[Opening INPUT FOR THIS TASK section]

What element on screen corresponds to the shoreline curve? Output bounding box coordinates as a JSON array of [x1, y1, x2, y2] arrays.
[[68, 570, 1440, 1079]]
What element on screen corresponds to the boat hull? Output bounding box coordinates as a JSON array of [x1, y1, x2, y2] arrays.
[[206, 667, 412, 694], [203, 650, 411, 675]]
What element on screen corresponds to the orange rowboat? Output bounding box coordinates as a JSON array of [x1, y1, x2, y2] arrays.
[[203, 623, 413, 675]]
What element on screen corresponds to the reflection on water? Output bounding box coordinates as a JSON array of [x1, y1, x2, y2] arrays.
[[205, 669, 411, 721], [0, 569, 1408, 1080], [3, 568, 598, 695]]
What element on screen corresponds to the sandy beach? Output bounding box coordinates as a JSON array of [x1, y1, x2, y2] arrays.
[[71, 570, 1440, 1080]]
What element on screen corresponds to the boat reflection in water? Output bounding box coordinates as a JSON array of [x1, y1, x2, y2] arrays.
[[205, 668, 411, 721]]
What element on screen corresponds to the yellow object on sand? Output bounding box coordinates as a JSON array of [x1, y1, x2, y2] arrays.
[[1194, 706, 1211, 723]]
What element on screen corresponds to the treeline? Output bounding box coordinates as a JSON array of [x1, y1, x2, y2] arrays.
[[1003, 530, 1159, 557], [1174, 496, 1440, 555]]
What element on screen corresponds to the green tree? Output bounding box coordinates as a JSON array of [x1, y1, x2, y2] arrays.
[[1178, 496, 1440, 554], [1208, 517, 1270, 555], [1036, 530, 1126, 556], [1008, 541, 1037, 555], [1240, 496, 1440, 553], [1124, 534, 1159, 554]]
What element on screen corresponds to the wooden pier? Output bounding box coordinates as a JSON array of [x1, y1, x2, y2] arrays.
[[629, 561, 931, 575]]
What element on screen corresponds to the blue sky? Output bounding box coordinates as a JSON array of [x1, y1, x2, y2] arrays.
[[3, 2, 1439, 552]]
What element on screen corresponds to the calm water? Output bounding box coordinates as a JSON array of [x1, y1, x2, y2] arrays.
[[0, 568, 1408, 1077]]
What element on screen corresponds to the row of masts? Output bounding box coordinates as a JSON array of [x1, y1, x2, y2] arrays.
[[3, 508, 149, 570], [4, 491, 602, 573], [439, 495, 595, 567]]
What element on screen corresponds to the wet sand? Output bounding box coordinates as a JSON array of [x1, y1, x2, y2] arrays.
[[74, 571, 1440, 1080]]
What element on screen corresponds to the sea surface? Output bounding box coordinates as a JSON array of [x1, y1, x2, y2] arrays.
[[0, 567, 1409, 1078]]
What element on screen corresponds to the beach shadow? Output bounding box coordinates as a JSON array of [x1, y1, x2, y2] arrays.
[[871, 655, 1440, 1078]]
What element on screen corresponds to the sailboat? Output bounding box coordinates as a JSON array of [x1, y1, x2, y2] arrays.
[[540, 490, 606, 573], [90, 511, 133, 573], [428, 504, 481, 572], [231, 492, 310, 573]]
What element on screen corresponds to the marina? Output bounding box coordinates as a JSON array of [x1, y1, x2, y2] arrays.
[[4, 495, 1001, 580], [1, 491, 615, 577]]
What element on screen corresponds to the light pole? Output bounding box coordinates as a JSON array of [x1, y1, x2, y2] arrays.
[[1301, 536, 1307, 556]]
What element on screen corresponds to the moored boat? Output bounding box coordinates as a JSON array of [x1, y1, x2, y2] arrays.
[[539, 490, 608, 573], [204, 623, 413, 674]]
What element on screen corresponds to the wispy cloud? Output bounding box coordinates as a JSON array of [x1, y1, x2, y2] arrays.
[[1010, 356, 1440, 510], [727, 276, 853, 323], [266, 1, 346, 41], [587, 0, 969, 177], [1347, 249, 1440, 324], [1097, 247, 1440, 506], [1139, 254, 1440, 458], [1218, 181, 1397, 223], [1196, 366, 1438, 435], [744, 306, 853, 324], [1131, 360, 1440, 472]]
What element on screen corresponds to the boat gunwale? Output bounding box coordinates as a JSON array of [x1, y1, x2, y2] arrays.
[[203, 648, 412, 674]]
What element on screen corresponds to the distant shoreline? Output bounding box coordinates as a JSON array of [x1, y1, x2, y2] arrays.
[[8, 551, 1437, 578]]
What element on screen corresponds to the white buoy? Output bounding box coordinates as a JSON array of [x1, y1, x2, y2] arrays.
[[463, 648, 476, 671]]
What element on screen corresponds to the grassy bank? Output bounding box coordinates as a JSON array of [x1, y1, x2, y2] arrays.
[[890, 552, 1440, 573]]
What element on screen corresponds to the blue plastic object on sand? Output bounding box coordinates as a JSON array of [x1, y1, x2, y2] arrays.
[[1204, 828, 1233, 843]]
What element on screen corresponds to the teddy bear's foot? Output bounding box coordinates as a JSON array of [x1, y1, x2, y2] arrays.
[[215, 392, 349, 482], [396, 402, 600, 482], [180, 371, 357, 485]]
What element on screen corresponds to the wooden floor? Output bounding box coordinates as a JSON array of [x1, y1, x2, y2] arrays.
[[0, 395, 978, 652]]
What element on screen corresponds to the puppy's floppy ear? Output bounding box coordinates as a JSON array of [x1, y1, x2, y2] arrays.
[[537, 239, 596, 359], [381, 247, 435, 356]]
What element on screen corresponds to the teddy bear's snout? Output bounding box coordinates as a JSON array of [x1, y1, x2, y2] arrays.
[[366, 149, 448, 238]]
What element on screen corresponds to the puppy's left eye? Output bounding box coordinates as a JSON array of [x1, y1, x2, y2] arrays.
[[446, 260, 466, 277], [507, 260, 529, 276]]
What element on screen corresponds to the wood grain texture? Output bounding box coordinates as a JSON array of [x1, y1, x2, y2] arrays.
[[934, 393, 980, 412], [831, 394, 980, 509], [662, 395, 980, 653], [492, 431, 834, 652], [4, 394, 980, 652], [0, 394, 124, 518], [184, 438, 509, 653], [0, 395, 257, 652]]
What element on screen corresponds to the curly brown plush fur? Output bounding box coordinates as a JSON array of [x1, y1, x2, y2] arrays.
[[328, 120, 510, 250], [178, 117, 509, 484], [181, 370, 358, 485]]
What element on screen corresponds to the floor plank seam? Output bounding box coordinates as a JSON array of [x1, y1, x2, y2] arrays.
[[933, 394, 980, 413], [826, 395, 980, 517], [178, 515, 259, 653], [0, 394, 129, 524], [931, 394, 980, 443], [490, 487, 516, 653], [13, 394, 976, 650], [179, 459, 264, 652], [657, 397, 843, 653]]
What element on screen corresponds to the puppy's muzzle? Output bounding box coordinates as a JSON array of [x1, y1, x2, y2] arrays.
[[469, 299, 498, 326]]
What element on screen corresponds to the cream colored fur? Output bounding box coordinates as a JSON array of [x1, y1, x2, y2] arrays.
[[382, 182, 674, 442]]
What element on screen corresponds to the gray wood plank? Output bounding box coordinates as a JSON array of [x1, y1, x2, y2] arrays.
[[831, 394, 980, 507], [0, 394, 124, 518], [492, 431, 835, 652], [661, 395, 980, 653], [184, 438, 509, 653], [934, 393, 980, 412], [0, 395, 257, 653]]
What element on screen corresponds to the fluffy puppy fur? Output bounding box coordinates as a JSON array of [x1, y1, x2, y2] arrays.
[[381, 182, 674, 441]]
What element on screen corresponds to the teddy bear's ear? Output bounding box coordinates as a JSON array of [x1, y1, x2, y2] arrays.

[Closing INPUT FOR THIS TASK section]

Every entry should be retyped exactly as it appears.

ANSWER BOX:
What element on screen corresponds to the shoreline curve? Output bounding box coordinates as a JSON array of [x1, y1, x2, y2] arrays.
[[68, 570, 1440, 1079]]
What element on screen corresponds to the boat hull? Output bounding box coordinates as a JSON array of [x1, y1, x2, y2] arrays.
[[206, 667, 412, 694], [203, 650, 411, 675]]
What element on screen corresponds to the orange rowboat? Output bounding box coordinates as a JSON array of [x1, y1, x2, y2] arrays.
[[203, 623, 413, 675]]
What element on screen corresponds to the reflection on water? Output bounding box coordinates as a JSON array of [x1, y1, x2, y2] arrays.
[[205, 669, 411, 721], [0, 569, 1408, 1080], [3, 568, 598, 695]]
What element on screen corresponds to the sandy beach? Output bounding box coordinates as a JSON array of [x1, y1, x2, y2] arrays.
[[71, 570, 1440, 1080]]
What element on screen corresponds to the boat reflection in water? Output bounding box coordinates as a JSON array of [x1, y1, x2, y2] arrays.
[[205, 668, 411, 721]]
What element on screen corresponds to the yellow object on sand? Output bounding box coordinates as a JSON array of [x1, y1, x2, y2] arrays.
[[1194, 706, 1211, 723]]
What element on screen corresponds to the treeline? Output bounding box coordinates as a JSON array of [x1, y1, x2, y2] arrays.
[[1003, 530, 1159, 557], [1174, 496, 1440, 555]]
What element on screen corresponds to the green tree? Output bounding box coordinates as a JSON array of [x1, y1, x2, y2] arrays.
[[1178, 496, 1440, 554], [1208, 517, 1270, 555], [1036, 530, 1126, 556], [1008, 541, 1037, 555], [1240, 496, 1440, 553], [1124, 534, 1159, 554]]
What element on screen corresponds to the wooden pier? Output bounding box coordinates as a JSON array of [x1, y1, x2, y2] arrays.
[[629, 561, 931, 575]]
What element on screen corresponds to the blue sky? Output bounding box coordinates as a JSON array of [x1, y1, x2, y2] arrays.
[[3, 2, 1439, 552]]
What element on screen corresponds to the calm water? Output bounding box coordinates as a JSON array of [x1, y1, x2, y2] arrays.
[[0, 568, 1408, 1077]]
What element on screen corresponds to the row of masts? Output bounding box coordinates as a JSON array of [x1, y1, x2, y2] arrays.
[[3, 508, 149, 570], [4, 491, 602, 573], [439, 495, 595, 567]]
What element on screen corresponds to the wet sand? Output bounding box coordinates as a JSON array of [x1, y1, x2, y2] arrays.
[[74, 571, 1440, 1080]]
What element on screen corresponds to the sea surface? Output bounding box coordinates as a JSON array of [x1, y1, x2, y2] arrays.
[[0, 567, 1409, 1078]]
What element on screen corresponds to the beach shadow? Output bounding box coordinates as a JSON array of [x1, y1, x2, y2] arrays.
[[871, 655, 1440, 1078]]
What element on screen corresponds to the sailboat? Output bounding box coordinates as a JSON array of [x1, y1, x2, y2] arrays.
[[540, 490, 606, 573], [90, 511, 133, 573], [428, 504, 481, 572], [231, 492, 310, 573]]
What element on screen corresponds to the marina? Output bounding box coordinates as a JSON array of [x1, y1, x2, y2] arrays.
[[4, 495, 1001, 580], [1, 491, 615, 577]]
What element on screen corresponds to the light pole? Output bounding box coordinates as a JSON array of [x1, y1, x2, y2] arrays.
[[1301, 536, 1307, 556]]
What element on screen corresponds to the moored boat? Output bounding box coordinates as a JSON array of [x1, y1, x2, y2] arrays.
[[539, 490, 608, 573], [204, 623, 413, 674]]
What element on screen corresponds to the wispy cloud? Output bounding box coordinates as a JSON array of [x1, y1, x2, y2] arrays.
[[1010, 356, 1440, 510], [727, 276, 853, 323], [266, 1, 346, 41], [587, 0, 969, 177], [1347, 249, 1440, 324], [1097, 247, 1440, 506], [1139, 254, 1440, 458], [1218, 181, 1397, 223], [1196, 366, 1438, 435], [744, 306, 853, 324], [1131, 360, 1440, 472]]
What element on screen corresponds to the boat gunwale? Output bounding box coordinates as a JSON array of [x1, y1, x2, y2] arrays.
[[203, 648, 412, 674]]
What element on screen corresponds to the distant shoreline? Output bounding box coordinates as a JSON array of [x1, y1, x2, y2] arrays.
[[8, 551, 1437, 578]]
What element on screen corresponds to the white buoy? Output bounding box coordinates as a JSON array of [x1, y1, x2, y2] arrays.
[[463, 648, 476, 671]]
What element on screen corresponds to the grassy bank? Output bounding box coordinates as a JSON array of [x1, y1, x2, y2] arrays.
[[890, 552, 1440, 573]]
What element on screen corresponds to the blue plastic object on sand? Output bounding box coordinates as a JSON array of [x1, y1, x2, y2] arrays.
[[1204, 828, 1233, 843]]
What element on screen corresponds to the teddy bear's foot? Output bounding box coordinates as a JSON array of [x1, y1, x2, y2] arrays.
[[215, 392, 349, 482], [396, 402, 600, 482], [180, 371, 357, 485]]
What element on screen corresponds to the wooden floor? Output bounding box coordinates as a JSON array of [x1, y1, x2, y2] arrays.
[[0, 395, 978, 652]]
What element on screen corresponds to the puppy's floppy ear? Output bounding box coordinates as a JSON array of [x1, y1, x2, y2] arrays.
[[537, 239, 596, 359], [381, 247, 435, 356]]
What element on screen corresponds to the teddy bear's snout? Output bounding box coordinates as a JSON array of [x1, y1, x2, y2] arrays.
[[366, 149, 448, 238]]
What element on screen corresponds to the puppy's left eye? Output bounding box coordinates as a JSON array of [x1, y1, x2, y2] arrays.
[[446, 260, 466, 277], [507, 260, 529, 276]]
What element on screen corresponds to the wood grain texture? Output bounding box coordinates as a JSON array of [x1, y1, x2, y2] arrays.
[[934, 393, 980, 412], [831, 394, 980, 509], [662, 395, 980, 653], [492, 431, 834, 652], [4, 394, 980, 652], [0, 394, 124, 518], [184, 438, 509, 653], [0, 395, 257, 652]]
What element on screen corresponds to the curly brown plush fur? Output bounding box coordinates as a JSON array of [x1, y1, x2, y2] arrays.
[[328, 120, 510, 250], [178, 117, 509, 484], [181, 370, 358, 485]]
What element on screen corresponds to the floor plank seam? Output bounding box coordinates as a JSON array of [x1, y1, x2, y2] arrays.
[[933, 394, 980, 413], [826, 395, 980, 517], [178, 515, 259, 653], [0, 394, 129, 524], [931, 394, 980, 443], [490, 487, 516, 653], [13, 394, 976, 650], [179, 459, 264, 652], [657, 397, 843, 653]]
What element on screen corresponds to the puppy's muzzle? Output bounding box coordinates as a JSON array of [x1, y1, x2, y2] arrays.
[[469, 299, 498, 326]]
What element on screen corresponds to the cream colored fur? Output bounding box coordinates as a JSON array of [x1, y1, x2, y2] arrays.
[[382, 182, 674, 442]]
What element on screen corresponds to the gray wood plank? Output bounding box coordinates as a JSON array of [x1, y1, x2, y2] arrays.
[[831, 394, 980, 507], [0, 394, 124, 518], [492, 431, 835, 652], [661, 395, 980, 653], [184, 438, 509, 653], [934, 393, 980, 412], [0, 395, 257, 653]]
What element on screen corresponds to the fluffy puppy fur? Output bounding box coordinates as a JSON array of [x1, y1, x2, y2] arrays.
[[381, 182, 674, 441]]
What element on screen corresponds to the teddy bear's ear? Output bounding box coordinates as a JSON array of [x1, y1, x2, y2] arrays.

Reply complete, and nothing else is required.